I would like every record reproduced exactly, with the pictures left out.

** Input data follows **

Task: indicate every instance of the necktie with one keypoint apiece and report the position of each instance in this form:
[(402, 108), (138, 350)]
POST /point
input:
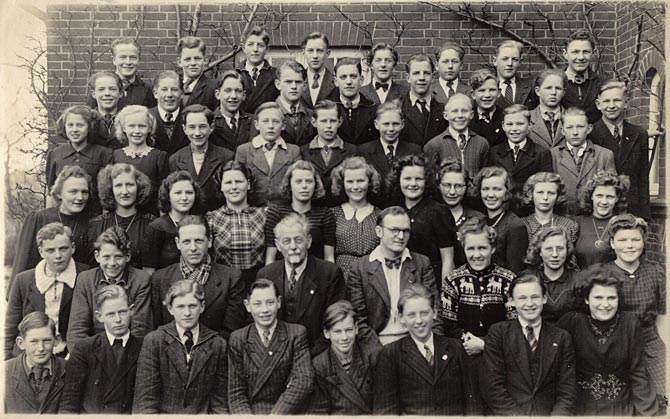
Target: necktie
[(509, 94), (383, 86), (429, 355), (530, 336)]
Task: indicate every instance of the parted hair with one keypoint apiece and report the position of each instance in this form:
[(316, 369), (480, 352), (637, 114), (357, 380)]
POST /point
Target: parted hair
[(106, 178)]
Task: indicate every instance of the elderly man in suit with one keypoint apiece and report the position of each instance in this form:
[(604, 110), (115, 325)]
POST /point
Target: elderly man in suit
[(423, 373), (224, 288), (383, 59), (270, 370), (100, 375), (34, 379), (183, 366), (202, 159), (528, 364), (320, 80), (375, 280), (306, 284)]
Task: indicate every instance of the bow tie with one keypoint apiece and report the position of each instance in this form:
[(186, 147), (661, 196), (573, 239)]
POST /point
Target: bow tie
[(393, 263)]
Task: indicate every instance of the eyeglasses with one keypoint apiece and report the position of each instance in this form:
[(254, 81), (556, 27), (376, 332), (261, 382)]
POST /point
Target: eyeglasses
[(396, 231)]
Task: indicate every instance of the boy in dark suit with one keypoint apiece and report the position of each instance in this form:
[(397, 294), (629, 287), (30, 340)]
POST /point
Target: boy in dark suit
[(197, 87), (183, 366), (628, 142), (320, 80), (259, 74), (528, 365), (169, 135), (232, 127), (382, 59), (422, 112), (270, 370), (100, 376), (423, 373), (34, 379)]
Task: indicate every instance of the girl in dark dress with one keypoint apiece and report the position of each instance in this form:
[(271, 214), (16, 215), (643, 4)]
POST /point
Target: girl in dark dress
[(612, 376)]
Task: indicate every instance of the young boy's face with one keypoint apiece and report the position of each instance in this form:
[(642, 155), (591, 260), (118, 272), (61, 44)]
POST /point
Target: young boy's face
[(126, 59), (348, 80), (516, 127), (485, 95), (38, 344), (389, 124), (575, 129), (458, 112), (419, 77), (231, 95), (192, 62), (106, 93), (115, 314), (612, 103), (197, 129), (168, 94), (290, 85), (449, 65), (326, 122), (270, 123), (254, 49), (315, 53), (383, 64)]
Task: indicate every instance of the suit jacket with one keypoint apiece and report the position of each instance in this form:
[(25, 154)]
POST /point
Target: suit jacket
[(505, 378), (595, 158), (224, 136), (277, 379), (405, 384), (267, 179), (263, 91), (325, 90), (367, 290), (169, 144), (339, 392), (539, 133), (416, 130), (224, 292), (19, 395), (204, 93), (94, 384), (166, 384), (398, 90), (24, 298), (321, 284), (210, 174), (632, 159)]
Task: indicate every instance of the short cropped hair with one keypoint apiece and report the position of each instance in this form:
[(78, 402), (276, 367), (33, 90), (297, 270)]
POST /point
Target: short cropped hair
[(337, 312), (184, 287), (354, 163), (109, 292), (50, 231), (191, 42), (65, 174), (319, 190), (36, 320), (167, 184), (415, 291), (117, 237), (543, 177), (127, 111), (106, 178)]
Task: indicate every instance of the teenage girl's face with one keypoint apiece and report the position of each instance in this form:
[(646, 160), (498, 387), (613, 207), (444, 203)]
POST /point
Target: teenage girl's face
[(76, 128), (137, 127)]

** End of Input data **

## Exercise response
Task: indicate every instance of the necktie with one keypoint apiece and report the position of each instance in this form:
[(402, 108), (138, 350)]
POST /point
input:
Target: necktie
[(509, 94), (383, 86), (429, 355), (530, 336)]
Task: indicate every instance of the parted hair with one keypoint apiece and report the position of each instance in this form:
[(316, 369), (480, 352), (637, 114), (357, 380)]
POST /point
Target: parted hair
[(106, 178)]
Task: indicate every instance of the elderly man in suit with one keypoint apiece and report the position of each instance in this form:
[(604, 110), (115, 325)]
POST /point
Target: elderly man in suit
[(423, 373), (224, 288), (383, 59), (270, 370), (100, 375), (34, 379), (183, 366), (202, 159), (528, 364), (320, 80), (375, 280), (306, 284)]
Task: indicate every instance of the bow tie with one keypoint apiece and report the position of each instance in this form:
[(186, 147), (661, 196), (573, 239)]
POST /point
Target: bow tie
[(393, 263)]
Task: indicate every instance of the eyeglasses with one keypoint apiece and report the position of each instance in this form:
[(254, 81), (556, 27), (376, 332), (261, 382)]
POST /point
Target: eyeglasses
[(396, 231)]
Task: indicate every instance of the boy in dark suit with one keypoint apiece and report the position of each instance in this form:
[(397, 294), (629, 287), (30, 340)]
POST /point
Target: boy in dark suit
[(197, 87), (183, 366), (628, 142), (320, 80), (259, 74), (528, 365), (169, 135), (232, 127), (382, 59), (422, 112), (270, 370), (100, 376), (423, 373), (34, 379)]
Task: indicate every instance of the girl in dark dress with one keypoint apiece and report the position of each instance in this form:
[(271, 214), (16, 215), (643, 4)]
POST /point
Target: girl in dark dress
[(612, 376)]
Task: indicate every instance of the young boy's face with one keypoint apiece and report the position of each instance in this form:
[(642, 155), (591, 260), (118, 272), (61, 44)]
POST /point
Target: young boy's face
[(126, 59), (348, 80), (516, 127), (485, 95), (38, 344), (389, 124), (575, 129), (458, 112), (419, 77), (231, 95), (192, 62), (106, 93), (115, 314), (612, 103), (197, 129), (168, 94), (290, 85), (449, 65), (326, 122), (270, 123), (254, 49), (315, 53), (383, 64)]
Task: indicate every instance of the suit jacket with one keypoint apiece and report the position of each instance in this form:
[(25, 154)]
POST /point
Target: suit jacket
[(505, 378), (595, 158), (224, 136), (277, 379), (405, 384), (267, 179), (263, 91), (325, 90), (367, 290), (169, 144), (339, 392), (539, 133), (416, 130), (224, 292), (19, 395), (204, 93), (94, 384), (166, 384), (398, 90), (24, 298), (321, 284), (210, 174), (632, 159)]
Task: indicate every instance of the short cropped hair with one keypoint apiece and report the position of each instance in this form:
[(78, 402), (276, 367), (33, 90), (297, 270)]
POST /point
Target: short cropped hair
[(337, 312), (184, 287), (354, 163), (109, 292), (50, 231), (191, 42), (65, 174), (319, 190), (36, 320), (167, 184), (415, 291), (117, 237), (543, 177), (127, 111), (106, 178)]
Task: indicate every instance of the teenage girl's face with one keypoint apiece and report the position of each instance in this form:
[(646, 160), (498, 387), (613, 207), (444, 203)]
POST /point
Target: teenage girl's face
[(76, 128), (137, 127)]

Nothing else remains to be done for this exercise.